• **Verilen metin**
►

29 Ocak 2015 Perşembe


Harward Business Review’ın  Ocak-Şubat sayısında dikkati çeken bir çok konu olmasına rağmen İnsan Kaynakları’nın gidişatının değiştiğine inandığımız şu günlerde özellikle de Finansbank İnsan Kaynakları Genel Müdürü Hakan ALP’in detaylı olarak değindiği “İnsan Sermayesine Geçişten Bahsederken ‘Kariyer Yönetimi’ Yapmak Mümkün mü?” başlıklı yazısına değinmek istedik.

Y kuşağının iş hayatına atılımının yoğunluk kazandığı son dönemde beklentilerin İnsan kavramı üzerinde temellenmesi bizleri şaşırtmıyor.

Sürecin geçişinden bahsetmeden hemen önce Human Capital yani İnsan Sermayesi kavramını tanımlamakla başlayalım.

 
İnsan Sermayesi (Human Capital) nedir?

OECD Gözlemleri içinde yer alan ve İnsan Sermayesi başlığı ile değinilen yazıda; “İnsan sermayesi geniş anlamda bireylerin genel ve mesleki eğitim yoluyla edindikleri beceri ve öğrenim ile kendi doğal yetenek ve kabiliyetlerinin bir bileşimini kapsar şekilde tanımlanır. İnsan sermayesi kavramını şevkle benimsemiş olan iş dünyası ise, insan sermayesi kavramını daha dar tanımlama eğiliminde olup bu kavramı esas itibariyle işgücünün bir şirketin ya da belirli bir sektörün başarısıyla doğrudan ilgili beceri ve yetenekleri olarak görmektedir.” olarak tanımlanmaktadır.

Bu tanımın aslında yetersiz kaldığını ve bu kavramdan beklentilerin, tanımlananın çok daha üzerinde olduğunun farkındayız. Bu çağrışım altında yatan sebep “SERMAYE” kavramıdır şüphesiz hepimiz biliyoruz.
 
 Kuşak Farkının Etkileri

Y kuşağını neden göstermek belki de hepimizin işine gelen bir kaçış noktası olabilir bu esnada ancak kuşak ayrımı yapmadan insanın doğasında olan hep daha iyiyi istemektir aslında. Sadece bu istemenin Y kuşağında daha hissedilir ve belirgin olması bizleri Y kuşağının ardından ortaya çıkan bir trend içine sokabilir. Burada Y kuşağının üzerinde durmamın sebebi yazısından esinlendiğimiz Hakan Alp Bey’in Finansbank’ta yapılan araştırmanın sonuçlarına 5 madde değinirken hepsinde Y kuşağını hedef alması belki de. Kabul edilmemesi tartışma konusu dahi olmayacak bir kuşak farkını kesinlikle savunuyoruz. Y kuşağı, beklentilerini daha çabuk ve net dile getiren, verilenle yetinmeyen, teknolojinin de etkisi ile daha hızlı sonuç almaya odaklı, özel yaşamından ödün vermek istemeyen bir nesli temsil ediyor. Ancak X kuşağının aynı duyguları paylaşmadığını iddia edemeyiz gözlemlerimizden kıyasla. Sadece farkın zamanın uyumdan kaynaklı olarak X kuşağının duygularını kendi içinde daha bastırdığını ve kendini mevcut koşullarla tatmin etmeye çalıştığını görüyoruz.

◄

• **Kayıt listesi**
►

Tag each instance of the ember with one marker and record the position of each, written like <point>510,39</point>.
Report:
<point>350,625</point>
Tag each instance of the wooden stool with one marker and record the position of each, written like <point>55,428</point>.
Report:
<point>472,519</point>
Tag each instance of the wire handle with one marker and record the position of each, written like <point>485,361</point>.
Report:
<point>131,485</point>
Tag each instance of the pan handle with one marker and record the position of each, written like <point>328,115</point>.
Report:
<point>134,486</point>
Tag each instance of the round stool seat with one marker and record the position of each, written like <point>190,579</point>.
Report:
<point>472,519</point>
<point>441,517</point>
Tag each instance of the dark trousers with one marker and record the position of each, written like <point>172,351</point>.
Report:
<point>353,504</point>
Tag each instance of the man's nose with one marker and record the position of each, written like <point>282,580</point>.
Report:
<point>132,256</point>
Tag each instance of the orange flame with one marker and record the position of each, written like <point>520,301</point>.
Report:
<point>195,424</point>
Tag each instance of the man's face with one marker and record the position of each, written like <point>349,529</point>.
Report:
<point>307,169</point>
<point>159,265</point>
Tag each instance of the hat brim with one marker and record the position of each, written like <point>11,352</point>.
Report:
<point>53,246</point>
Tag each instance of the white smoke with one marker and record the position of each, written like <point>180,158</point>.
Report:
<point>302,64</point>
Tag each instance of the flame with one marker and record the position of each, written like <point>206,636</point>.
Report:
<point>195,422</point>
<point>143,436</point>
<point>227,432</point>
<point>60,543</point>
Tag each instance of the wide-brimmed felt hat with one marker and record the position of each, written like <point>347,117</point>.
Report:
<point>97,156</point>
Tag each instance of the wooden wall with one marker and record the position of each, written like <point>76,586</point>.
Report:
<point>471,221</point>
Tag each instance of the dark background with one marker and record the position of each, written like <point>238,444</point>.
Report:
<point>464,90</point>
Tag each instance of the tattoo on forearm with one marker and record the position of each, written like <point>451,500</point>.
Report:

◄

• **Görev 1**
İnsan sermayesi yazısına göre aşağıdaki (a), (b) ve (c) ifadeleri doğru mu? Her biri için evet ya da hayır deyin ve kararı belirleyen sözleri yazıdan olduğu gibi aktarın. (a) OECD tanımına göre iş dünyası insan sermayesini daha geniş tanımlama eğilimindedir. (b) Hakan Alp, Finansbank İnsan Kaynakları Genel Müdürüdür. (c) Yazar, X kuşağının Y kuşağıyla aynı duyguları paylaşmadığını ileri sürer.
• **Görev 2**
İnsan sermayesi yazısını son cümlesinden sonra gelecek biçimde sürdürün.
Kayıtların metinle hiçbir ilgisi yoktur.

• **Yanıt 1**
(a) Hayır: “İnsan sermayesi kavramını şevkle benimsemiş olan iş dünyası ise, insan sermayesi kavramını daha dar tanımlama eğiliminde olup”
(b) Evet: “Finansbank İnsan Kaynakları Genel Müdürü Hakan ALP’in”
(c) Hayır: “Ancak X kuşağının aynı duyguları paylaşmadığını iddia edemeyiz”

• **Yanıt 2**
Hakan ALP Bey’in araştırma sonuçlarına değinecek olursak;

Y kuşağının genel çerçevede en çok önem verdiği ilk 4 konu;

1.       Kariyerde Yükselme,
2.       Maaş-Yan Haklar,
3.       Eğitim-Gelişim,
4.       Takdir
  • Yapılan araştırma sonucunda, Y kuşağının, kariyer yolunun kendileri tarafından çizilmesine önem verildiği ortaya çıktığı,
  • Eğitim seviyesi gibi unsurların farklı görevlerde farklı beklentilere neden olduğu,
  • Takdir konusunun tüm Y kuşağının özelinde önem verilen bir konu olduğu ve takdir edilmemenin çalışanlar için ciddi bir demotivasyon niteliği taşıdığı,
  • Y kuşağı ile ilgili yapılan araştırmalarda sıklıkla görülen iş-özel yaşam dengesi, esnek çalışma imkanı gibi unsurların iş hayatına girilmesinin ardından geri planda kaldığı görülüyor.

Bu kapsamlı makaleden de anlaşıldığı üzere Y kuşağını yönetmek sanıldığı kadar zor değil. Ancak, bazı şirketlerin yapıları, İnsan’ı Sermaye olarak bile görmeye alışamamışken bu anlayışın benimsenmesi zaman alacaktır.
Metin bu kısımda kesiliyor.